───── Texte fourni ─────
---------Boutin
! L'homme à qui sans possible contestation nous sommes redevables
de l'Algérie française, est à peu près inconnu
de ceux qui, grâce à lui, vécurent des jours merveilleux
au sein de cette communauté de races et de religions.
---------Pourtant,
Oranais vous avez connu, près de Sidi Bel Abbés, le village
de Boutin ; Algérois vous avez pu, au cours de vos excursions,
admirer sur le plateau de Dely
Ibrahim la colonne Boutin et peut-être, si votre curiosité
vous y incitait, monter au faîte de cette colonne pour y contempler
le site merveilleux limité au sud par les monts du Djurdjura et
de la Mouzaïa ; enfin, quel voyageur intéressé par
l'histoire n'a-t-il pas, au moins une fois dans Alger, à l'ancien
palais du dey et du " Coup d'éventail", tout en haut
de la Casbah dans l'enceinte de la caserne d'Orléans, visité
le musée Franchet-d'Esperey, où les reliques de ceux qui
contribuèrent à la grandeur de la France sur cette terre
africaine étaient pieusement conservées : ils auraient pu
se recueillir devant le sabre, la Légion d'honneur et les nombreux
documents concernant Boutin.
---------Mais
qui était donc Boutin ? Le conservateur du musée, ancien
chef d'escadron d'artillerie à la retraite, aurait été
inépuisable si vous l'aviez questionné. Je vais m'efforcer,
en me servant du livre de Léo Berjaud, édité en 1950
par Frédéric Chambriand à Paris, de vous faire revivre
le destin romanesque de cet officier du génie qui a tracé,
dès 1808, " le chemin maritime et
terrestre qu'ont suivi la flotte et l'armée " de
la France pour aboutir à la prise d'Alger, le 5 juillet 1830.
---------Ce
n'est plus un conte de fées comme pour le général
Yousouf, mais un véritable roman d'espionnage que je vous narrerai,
dont les faits, contrairement aux James Bond ou autres S.A.S., sont parfaitement
authentiques.
---------Vincent,
Yves Boutin est né au Loraux-Bottereau, aux environs de Nantes,
le 1er janvier 1772, dans une famille de six enfants dont le père,
maréchal-ferrant, est un propriétaire aisé qui sera
élu maire àe sa commune à la Révolution.
─────
§ **Problèmes à résoudre**
- a) D'après le texte sur Boutin, à quelle date et en quel lieu Boutin est-il né ?
- b) Extrayez du texte sur Boutin le passage qui va de « ---------Boutin » jusqu'à « et de religions. » inclus.
- c) Indiquez si chacune des affirmations suivantes concorde avec le texte sur Boutin, en répondant par oui ou par non et en citant les mots décisifs du texte. (i) Le livre de Léo Berjaud a été édité à Paris en 1950. (ii) Le père de Boutin exerçait le métier de boulanger. (iii) Boutin avait trois frères et sœurs.
Seul le texte sur Boutin doit servir de source.
───── Enregistrements extraits ─────
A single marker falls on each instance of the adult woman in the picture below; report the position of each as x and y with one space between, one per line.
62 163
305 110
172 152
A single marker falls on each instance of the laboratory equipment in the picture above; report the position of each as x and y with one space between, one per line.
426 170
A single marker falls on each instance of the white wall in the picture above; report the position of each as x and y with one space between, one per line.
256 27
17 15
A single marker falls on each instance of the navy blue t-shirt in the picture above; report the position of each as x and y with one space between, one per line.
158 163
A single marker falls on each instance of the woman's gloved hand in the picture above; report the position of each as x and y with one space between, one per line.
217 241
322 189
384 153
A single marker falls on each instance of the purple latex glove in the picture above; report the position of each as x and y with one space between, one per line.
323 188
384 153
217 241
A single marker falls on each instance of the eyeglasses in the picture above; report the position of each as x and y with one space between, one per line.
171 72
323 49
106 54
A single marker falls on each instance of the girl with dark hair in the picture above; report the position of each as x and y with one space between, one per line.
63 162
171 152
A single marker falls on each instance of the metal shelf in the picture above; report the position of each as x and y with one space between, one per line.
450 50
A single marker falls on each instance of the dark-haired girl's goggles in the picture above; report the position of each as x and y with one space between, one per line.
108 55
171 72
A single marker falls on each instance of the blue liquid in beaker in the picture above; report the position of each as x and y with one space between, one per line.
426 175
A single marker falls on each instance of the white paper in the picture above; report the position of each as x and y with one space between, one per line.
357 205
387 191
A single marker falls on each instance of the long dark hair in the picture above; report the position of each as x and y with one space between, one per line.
─────
───── Enregistrements extraits ─────
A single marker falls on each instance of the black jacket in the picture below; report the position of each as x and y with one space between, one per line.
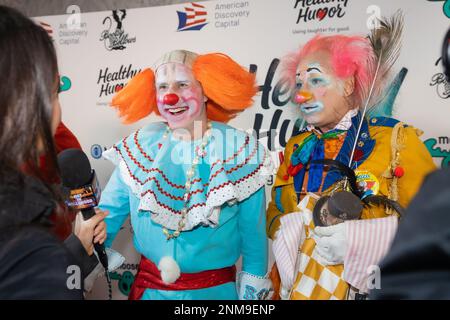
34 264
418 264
─────
§ **Réponses par tâche**
- a) Il est né au Loraux-Bottereau, aux environs de Nantes, le 1er janvier 1772.

- b)
---------Boutin
! L'homme à qui sans possible contestation nous sommes redevables
de l'Algérie française, est à peu près inconnu
de ceux qui, grâce à lui, vécurent des jours merveilleux
au sein de cette communauté de races et de religions.

- c)
(i) Oui : « édité en 1950 par Frédéric Chambriand à Paris ».
(ii) Non : « maréchal-ferrant ».
(iii) Non : « dans une famille de six enfants ».